### Data rows
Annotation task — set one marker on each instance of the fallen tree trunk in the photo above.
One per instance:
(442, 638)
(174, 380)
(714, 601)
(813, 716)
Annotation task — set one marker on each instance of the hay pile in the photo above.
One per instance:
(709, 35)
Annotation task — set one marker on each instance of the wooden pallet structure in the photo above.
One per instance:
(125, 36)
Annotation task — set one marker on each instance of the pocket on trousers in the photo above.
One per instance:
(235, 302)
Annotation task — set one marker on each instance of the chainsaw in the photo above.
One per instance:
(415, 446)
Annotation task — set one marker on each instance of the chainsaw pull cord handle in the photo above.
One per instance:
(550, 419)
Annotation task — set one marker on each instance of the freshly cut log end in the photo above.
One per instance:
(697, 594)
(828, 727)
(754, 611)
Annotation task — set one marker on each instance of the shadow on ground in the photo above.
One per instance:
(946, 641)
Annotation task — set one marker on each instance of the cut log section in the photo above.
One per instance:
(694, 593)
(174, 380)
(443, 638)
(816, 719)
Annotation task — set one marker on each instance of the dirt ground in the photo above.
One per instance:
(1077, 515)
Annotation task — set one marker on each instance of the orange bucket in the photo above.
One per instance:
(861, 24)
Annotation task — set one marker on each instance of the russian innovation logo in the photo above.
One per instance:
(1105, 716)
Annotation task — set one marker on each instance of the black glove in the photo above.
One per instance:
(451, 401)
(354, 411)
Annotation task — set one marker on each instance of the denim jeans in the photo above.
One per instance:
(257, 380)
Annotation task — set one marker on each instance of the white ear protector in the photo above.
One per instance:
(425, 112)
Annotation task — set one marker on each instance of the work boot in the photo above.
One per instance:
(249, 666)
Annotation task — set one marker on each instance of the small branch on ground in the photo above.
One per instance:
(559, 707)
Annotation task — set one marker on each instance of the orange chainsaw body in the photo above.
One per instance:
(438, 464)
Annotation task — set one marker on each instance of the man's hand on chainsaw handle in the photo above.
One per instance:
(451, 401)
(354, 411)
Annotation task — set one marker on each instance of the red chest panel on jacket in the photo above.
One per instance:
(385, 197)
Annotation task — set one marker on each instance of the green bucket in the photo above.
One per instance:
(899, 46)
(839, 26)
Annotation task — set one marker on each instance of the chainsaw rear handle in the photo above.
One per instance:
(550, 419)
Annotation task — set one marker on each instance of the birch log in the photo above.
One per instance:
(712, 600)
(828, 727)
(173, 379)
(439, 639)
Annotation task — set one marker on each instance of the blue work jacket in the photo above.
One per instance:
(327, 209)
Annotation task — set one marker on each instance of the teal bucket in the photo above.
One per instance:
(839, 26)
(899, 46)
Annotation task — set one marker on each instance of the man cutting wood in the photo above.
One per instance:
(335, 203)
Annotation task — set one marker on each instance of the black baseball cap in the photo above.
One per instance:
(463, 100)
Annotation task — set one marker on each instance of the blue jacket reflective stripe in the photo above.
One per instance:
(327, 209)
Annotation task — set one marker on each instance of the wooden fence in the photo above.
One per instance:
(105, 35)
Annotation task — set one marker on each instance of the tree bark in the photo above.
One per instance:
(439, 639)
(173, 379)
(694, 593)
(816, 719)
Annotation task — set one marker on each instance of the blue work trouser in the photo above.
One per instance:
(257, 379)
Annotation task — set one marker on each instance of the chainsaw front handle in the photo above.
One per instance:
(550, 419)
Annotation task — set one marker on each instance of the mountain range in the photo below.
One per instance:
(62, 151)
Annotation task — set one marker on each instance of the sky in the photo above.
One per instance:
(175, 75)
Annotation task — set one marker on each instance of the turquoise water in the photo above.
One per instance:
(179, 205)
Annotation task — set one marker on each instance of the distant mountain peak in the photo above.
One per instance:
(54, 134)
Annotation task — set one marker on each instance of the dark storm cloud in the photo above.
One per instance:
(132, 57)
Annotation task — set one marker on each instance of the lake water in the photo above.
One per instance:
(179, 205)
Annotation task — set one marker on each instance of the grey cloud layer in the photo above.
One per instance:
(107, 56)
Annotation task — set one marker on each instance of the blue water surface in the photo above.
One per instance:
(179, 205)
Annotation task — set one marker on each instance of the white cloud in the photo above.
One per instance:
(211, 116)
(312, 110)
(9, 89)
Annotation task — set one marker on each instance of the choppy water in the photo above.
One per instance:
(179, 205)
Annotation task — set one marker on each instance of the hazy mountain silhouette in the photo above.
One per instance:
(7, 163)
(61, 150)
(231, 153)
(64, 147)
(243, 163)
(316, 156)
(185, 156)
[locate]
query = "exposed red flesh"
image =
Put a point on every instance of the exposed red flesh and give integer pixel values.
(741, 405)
######
## Work required
Copy the items again from the line containing "lake water in the photo above." through the end of the items, keeping every request line as is. Increase each coordinate in the answers by 49.

## Task answer
Annotation task — set one marker on each instance of the lake water in the photo above.
One per instance:
(228, 254)
Annotation task — set one marker on each instance of the grey cloud layer in the photo above.
One per instance:
(156, 105)
Annotation task — set one marker on each instance of the blue water surface in the photo above.
One per instance:
(228, 254)
Annotation task — set one marker on each instance of the white cloud in the photo above.
One per instance:
(260, 165)
(361, 159)
(58, 138)
Annotation task — set one marker on each instance of the choppy water in the photo above.
One per instance:
(228, 254)
Annotation task — set one marker on each instance of the hazy mountain silhouette in the photo above.
One per instance:
(56, 212)
(110, 199)
(280, 202)
(113, 196)
(292, 212)
(365, 205)
(234, 205)
[locate]
query = "exposed red flesh"
image =
Put a point on every instance of the exposed red flesh and give integer pixel values.
(790, 454)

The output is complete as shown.